* **Text segment**
Skip to main content

Python SDK for the Dataerai transfer daemon

Project description

Dataerai Python SDK

Python client for the Dataerai transfer daemon.
Supports authenticated uploads, downloads, and metadata operations. The daemon is started automatically if it is not already running.

Requirements

  • Python ≥ 3.10
  • The dataerai binary must be installed and on PATH (or pass binary_path explicitly)
  • The user must be logged in via dataerai auth login before calling auth_status() / upload() / download()

Installation

pip install dataerai-sdk
# or, from source:
pip install -e sdk/python/

Quick start

from dataerai import DataeraiClient

with DataeraiClient(binary_path="/usr/local/bin/dataerai") as client:
    # Check auth
    status = client.auth_status()
    print(f"Logged in as {status.user_email}, token expires {status.expires_at}")

    # Create a project to own your data (also provisions its root collection)
    project = client.create_project("My dataset project", description="Demo")
    print(f"Created project {project.project_id}")

    # Upload a file into it
    result = client.upload(
        "/path/to/data.csv",
        title="My dataset",
        owner_type="project",
        owner_id=project.project_id,
        on_progress=lambda p: print(f"  {p.percent:.0f}%  {p.rate_mbps:.1f} MB/s"),
    )
    print(f"Uploaded  asset_id={result.asset_id}  content_id={result.content_id}")

* **Collected data**

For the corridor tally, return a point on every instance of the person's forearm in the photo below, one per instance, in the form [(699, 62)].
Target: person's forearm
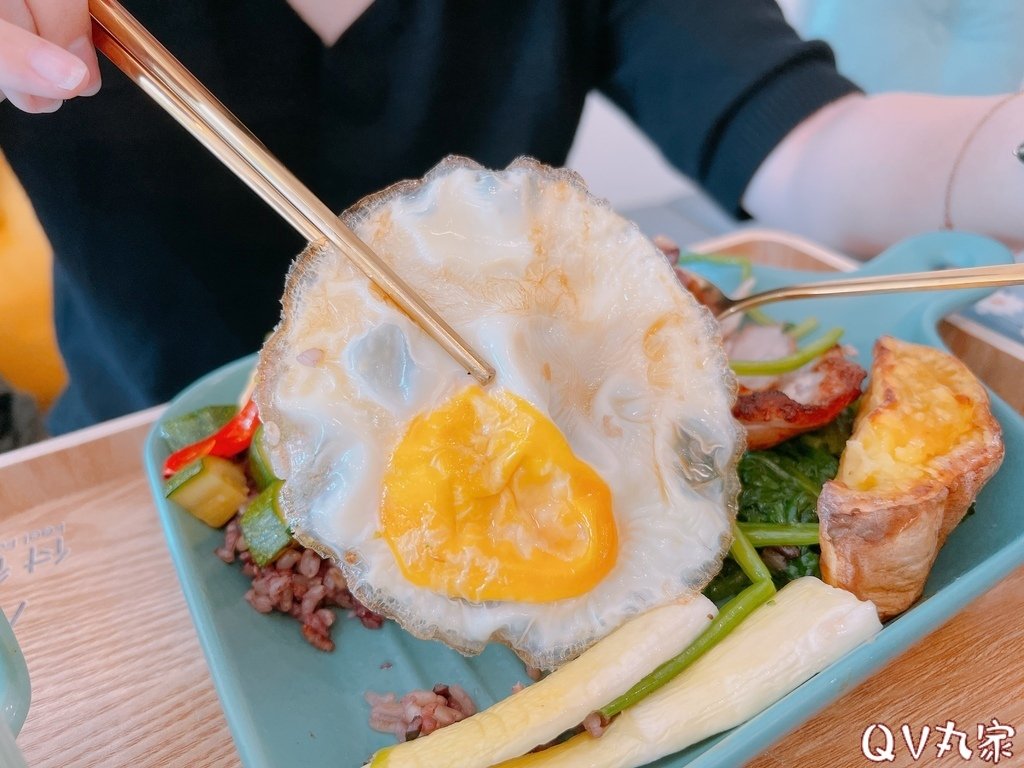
[(867, 171)]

* **Task A**
According to the SDK page, what happens when the Dataerai daemon is not already running?
* **Task B**
Reproduce the stretch of the SDK page from "Requirements" through "upload() / download()".
The listing isn't needed for this work.

* **Task answer A**
It is started automatically.

* **Task answer B**
Requirements

  • Python ≥ 3.10
  • The dataerai binary must be installed and on PATH (or pass binary_path explicitly)
  • The user must be logged in via dataerai auth login before calling auth_status() / upload() / download()